In the account of Monica's imprisonment below, how long did the cattle-car trip from Cottbus to Waldheim take?

▸ PROVIDED TEXT
────

Monica's main Gestapo interrogator for five whole months is Heinrich Nagel. With several others, she tried to break her down and make her confess. Sometimes the questions would last for ten hours. She had been used to smoking up to six packs of cigarettes a day. They were all cut off, but still she did not weaken.
There was still such an uproar over her death sentence, that it was changed to life imprisonment. But her three compatriots were duly executed by firing squad!
There is usually not indoor plumbing in the German prisons so everyone is issued a "kubel" (chamber pot) you are allowed to empty it only once a day. However, you did not worry about it running, for water is also severely rationed. You barely have enough to take care of your basic needs. (For us in the south, a kubel (chamber pot) is an old fashioned "slop jar.") Even today in Germany, many houses don't have indoor plumbing as we do. If you rent an unfurnished house in many parts of Germany, bare walls is about all you get. If you want a sink or bathroom commode, you must go to a "installieren", a plumbing house, and rent a sink and commode. Then you pay the plumber to install them for you.
At the end of January of 1945, the Germans decided to move all foreign prisoners from Cottbus to a small hill town called Waldheim. So Monica and 179 others are herded into three cattle cars. The snow was deep and they were clad only in their flimsy prison garb. The trip took three days and nights, and the cold was intense. It was below freezing and no heat at all was provided. When they arrived in town, the snow was still deep, and the women were forbidden to even wrap blankets around themselves. The march from the train station to the local Lutheran church was Monica's final effort. For the nightmare journey from Cottbus destroyed the last shred of her physical resistance. She collapsed in the church, with a high fever racked with a cough. After a week, she developed viral pneumonia and was put into the sick ward.

────

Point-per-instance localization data
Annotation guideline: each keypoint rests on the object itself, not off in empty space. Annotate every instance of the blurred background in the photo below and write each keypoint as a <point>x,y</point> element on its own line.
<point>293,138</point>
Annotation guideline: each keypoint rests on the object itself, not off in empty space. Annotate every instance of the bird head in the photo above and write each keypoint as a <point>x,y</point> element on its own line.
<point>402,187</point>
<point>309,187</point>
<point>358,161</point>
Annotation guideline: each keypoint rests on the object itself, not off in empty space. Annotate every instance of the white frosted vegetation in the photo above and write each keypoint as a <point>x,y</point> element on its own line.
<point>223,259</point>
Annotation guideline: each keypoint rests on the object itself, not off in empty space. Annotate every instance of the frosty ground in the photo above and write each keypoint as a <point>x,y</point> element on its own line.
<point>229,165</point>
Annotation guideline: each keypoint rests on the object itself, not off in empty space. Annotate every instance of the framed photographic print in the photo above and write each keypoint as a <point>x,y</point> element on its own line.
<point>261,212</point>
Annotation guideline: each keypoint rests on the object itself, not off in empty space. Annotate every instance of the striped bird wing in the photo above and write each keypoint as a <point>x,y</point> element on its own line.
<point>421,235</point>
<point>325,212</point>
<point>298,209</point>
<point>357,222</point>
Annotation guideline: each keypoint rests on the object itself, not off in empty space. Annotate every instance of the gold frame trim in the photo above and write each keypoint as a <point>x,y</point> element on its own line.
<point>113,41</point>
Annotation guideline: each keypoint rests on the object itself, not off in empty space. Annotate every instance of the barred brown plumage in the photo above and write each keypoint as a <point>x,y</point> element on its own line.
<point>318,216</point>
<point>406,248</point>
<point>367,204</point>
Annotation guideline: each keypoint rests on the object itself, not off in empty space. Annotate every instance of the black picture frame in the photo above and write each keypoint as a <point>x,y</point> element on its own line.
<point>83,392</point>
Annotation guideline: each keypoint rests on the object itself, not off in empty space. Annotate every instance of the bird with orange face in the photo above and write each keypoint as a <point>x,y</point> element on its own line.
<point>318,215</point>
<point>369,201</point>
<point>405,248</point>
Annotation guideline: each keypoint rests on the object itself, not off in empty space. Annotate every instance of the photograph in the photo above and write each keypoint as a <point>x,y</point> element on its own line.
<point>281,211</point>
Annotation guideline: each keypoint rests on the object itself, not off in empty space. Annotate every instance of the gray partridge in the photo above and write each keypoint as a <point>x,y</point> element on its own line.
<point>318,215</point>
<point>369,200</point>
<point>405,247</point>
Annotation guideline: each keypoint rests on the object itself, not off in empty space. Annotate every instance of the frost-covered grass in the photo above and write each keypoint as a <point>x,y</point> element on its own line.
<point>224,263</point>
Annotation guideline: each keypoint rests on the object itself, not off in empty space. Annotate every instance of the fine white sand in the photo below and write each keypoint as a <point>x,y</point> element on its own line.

────

▸ ANSWER TO THE EXERCISE
Three days and nights.